Document passage:
Number of Ways of Cutting a Pizza
Given a rectangular pizza represented as a rows x cols matrix where 'A' is an apple and '.' is empty, you need to cut the pizza into k pieces using k - 1 cuts. For each cut, you choose a direction (horizontal or vertical) and a position. A horizontal cut gives away everything above the line as one piece. A vertical cut gives away everything to the left as one piece. After the cut, you continue with the remaining bottom-right portion. Every piece must contain at least one apple. Return the number of ways to cut the pizza, modulo 10^9 + 7.
This is LeetCode 1444: Number of Ways of Cutting a Pizza, and it combines two core techniques: 2D suffix sums and grid DP with an extra dimension for the number of cuts. If you have worked through Range Sum Query 2D or Unique Paths, you already know the foundations. This problem layers them together.

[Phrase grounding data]

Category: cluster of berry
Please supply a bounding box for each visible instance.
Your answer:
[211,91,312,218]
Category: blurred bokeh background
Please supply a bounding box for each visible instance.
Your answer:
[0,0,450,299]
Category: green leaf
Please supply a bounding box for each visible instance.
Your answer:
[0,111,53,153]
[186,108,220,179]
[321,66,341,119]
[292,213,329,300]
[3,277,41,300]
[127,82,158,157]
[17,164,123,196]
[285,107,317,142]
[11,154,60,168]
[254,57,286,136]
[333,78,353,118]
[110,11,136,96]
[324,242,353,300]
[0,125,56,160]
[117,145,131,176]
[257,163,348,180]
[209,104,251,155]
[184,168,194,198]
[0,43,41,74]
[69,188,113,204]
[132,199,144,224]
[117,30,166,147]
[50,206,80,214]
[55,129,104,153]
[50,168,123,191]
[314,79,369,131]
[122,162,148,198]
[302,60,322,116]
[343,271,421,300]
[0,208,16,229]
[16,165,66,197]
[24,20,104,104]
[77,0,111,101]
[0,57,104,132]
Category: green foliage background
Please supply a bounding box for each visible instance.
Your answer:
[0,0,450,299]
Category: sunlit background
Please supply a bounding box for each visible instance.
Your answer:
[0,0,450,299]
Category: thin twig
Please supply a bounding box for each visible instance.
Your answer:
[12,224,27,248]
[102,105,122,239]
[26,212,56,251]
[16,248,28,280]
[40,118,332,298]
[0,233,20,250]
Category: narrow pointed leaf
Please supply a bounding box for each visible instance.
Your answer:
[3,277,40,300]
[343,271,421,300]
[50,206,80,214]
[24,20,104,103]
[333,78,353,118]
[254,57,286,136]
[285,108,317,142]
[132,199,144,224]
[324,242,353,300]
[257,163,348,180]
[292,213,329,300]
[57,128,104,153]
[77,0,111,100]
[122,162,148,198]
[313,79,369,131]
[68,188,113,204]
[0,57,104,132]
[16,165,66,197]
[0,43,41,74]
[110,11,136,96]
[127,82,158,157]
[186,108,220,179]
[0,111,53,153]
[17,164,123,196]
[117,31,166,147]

Task instructions:
Please answer these questions about the pizza-cutting problem:
1. What must every piece contain?
2. What value is the number of ways taken modulo?
3. Which two core techniques does the problem combine?

Response below:
1. At least one apple.
2. 10^9 + 7.
3. 2D suffix sums and grid DP with an extra dimension for the number of cuts.